--- TEXT EXCERPT ---

BRIEF DESCRIPTION OF THE FIGURES

[0019] The invention will be better understood and other details, features and advantages of the present invention will become more clearly apparent on reading the following description given by way of nonlimiting example and with reference to the appended drawings, in which:

• figures 1 to 5 are highly diagrammatic part-sectional views of a gas-operated fixing tool and illustrate steps of the method of operating it,
• figure 6 is a view similar to those of figures 1 to 5 showing a variant gas-operated fixing tool,
• figure 7 is a partially cutaway diagrammatic perspective view of an elastically deformable member for a tool according to the invention, and
• figures 8 and 9 are views similar to those of figures 1 to 5 showing embodiments of the invention.

DETAILED DESCRIPTION

[0020] Figures 1 to 5 illustrate a first embodiment of a fixing tool 10 not according to the present invention.

[0021] The fixing tool 10 is highly diagrammatically and partially represented in the drawings. This tool 10 includes a casing (not shown) in which is located an internal combustion engine equipped with at least two chambers: a combustion chamber 12 and a working chamber 14. A variant embodiment could include an additional precombustion chamber.

[0022] The combustion chamber 12 is intended to receive a mixture of air and fuel. Fuel 16 is fed via an injection member from a fuel gas cartridge (not shown). In practise the combustion chamber 12 receives an air-fuel mixture ignited by a spark plug 17 or the like.

[0023] A drive piston 18 is mounted in the working chamber 14 to slide from a rest position shown in figure 1 to a working position shown in figure 3 and vice-versa. Firing means movement of the piston 18 from its rest position to its working position and driving a fixing element 20, which is a nail in the example shown but could be of some other type, such as a clip for example.

[0024] The piston 18 includes a drive rod 18a a first longitudinal end of which is configured to drive a fixing element 20 and a second longitudinal end of which is connected to a head 18b that divides the working chamber 14 into a first portion 14a and a second portion 14b. The portions 14a, 14b are coaxial. The rod 18a passes through the second portion 14b and extends as far as a tip 22 of the tool through which the fixing element 20 is fired.

--- DATA SECTION ---

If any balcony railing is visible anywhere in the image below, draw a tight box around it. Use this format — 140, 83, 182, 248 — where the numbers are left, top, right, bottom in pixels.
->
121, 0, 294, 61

---

## TASKS TO PERFORM
[A] From the fixing tool description, extract the passage from "[0020] Figures 1 to" to "additional precombustion chamber.".
[B] In the fixing tool description, what ignites the air-fuel mixture in the combustion chamber?
[C] Proceed with the fixing tool description from its last sentence onward.

## TASK-BY-TASK ANSWERS
[A]
[0020] Figures 1 to 5 illustrate a first embodiment of a fixing tool 10 not according to the present invention.

[0021] The fixing tool 10 is highly diagrammatically and partially represented in the drawings. This tool 10 includes a casing (not shown) in which is located an internal combustion engine equipped with at least two chambers: a combustion chamber 12 and a working chamber 14. A variant embodiment could include an additional precombustion chamber.

[B] A spark plug 17 or the like.

[C]
[0025] The fired fixing element 20 is extracted from a feed magazine 24 and is intended to be anchored into a substrate material 26 when it exits the tip 22 of the tool. Although this cannot be seen, the casing of the tool 10 includes a handle for holding and manipulating the tool. The handle is also used for firing by means of an actuator trigger mounted on it. All these components of gas-operated fixing tools are known to the person skilled in the art and therefore have not all been represented in the drawings.

[0026] The second portion 14b of the working chamber 14 includes one or more elastic abutments 28 for damping the piston at the end of travel upon firing (figure 3).

[0027] The tool 10 further includes an element 30 for immobilizing the piston 18 in its rest position shown in figure 1. In the example shown this member 30 is located at the level of the tip 22 of the tool and comprises a mobile finger 30a. This finger 30a is mobile between a deployed position shown in figures 1 and 5 and a retracted position shown in figures 2 to 4. In the deployed position the finger 30a extends in front of the free end of the rod 18a of the piston 18. This end bears on the finger 30a which therefore immobilizes the piston 18 in its rest position. In the retracted position the finger 18 is retracted relative to the rod 18a of the piston 18 which is therefore free to move in the working chamber 14. The finger 30a may be moved by an actuator (not shown) controlled by a controller (not shown) of the tool 10. Here the finger 30a is mounted to slide on a support 30b and urged into its deployed position by a compression coil spring 30c mounted around the finger 30a and extending between the support 30b and an annular flange 30aa of the finger.

[0028] In the example shown, which is not according to the invention, firing is brought about by mechanical energy that here is supplied by an elastically deformable member 32 housed in the first portion 14a of the working chamber.

[0029] The member 32 extends between the head 18b of the piston 18 and a rear end of the working chamber 14 opposite the tip and is elastically deformable in compression in a direction parallel to the direction of movement of the piston 18.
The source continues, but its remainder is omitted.